## begin
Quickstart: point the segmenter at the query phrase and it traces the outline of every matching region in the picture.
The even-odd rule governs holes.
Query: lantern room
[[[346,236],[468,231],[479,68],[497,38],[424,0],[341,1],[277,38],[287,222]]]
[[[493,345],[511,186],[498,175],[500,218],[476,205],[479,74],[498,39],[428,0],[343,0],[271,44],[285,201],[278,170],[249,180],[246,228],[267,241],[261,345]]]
## end
** Direction **
Can you put every item above into a numbered list, dropping any blank lines?

** Output for this exercise **
1. Quickstart: point the segmenter at the query phrase and it traces the outline of every matching region in the picture.
2. The even-odd rule governs holes.
3. Query: lantern room
4. [[[346,236],[468,231],[479,68],[497,38],[424,0],[341,1],[277,38],[287,222]]]
5. [[[493,345],[511,186],[498,175],[500,218],[476,205],[479,74],[498,39],[428,0],[343,0],[271,44],[285,201],[278,170],[249,180],[246,228],[267,241],[261,345]]]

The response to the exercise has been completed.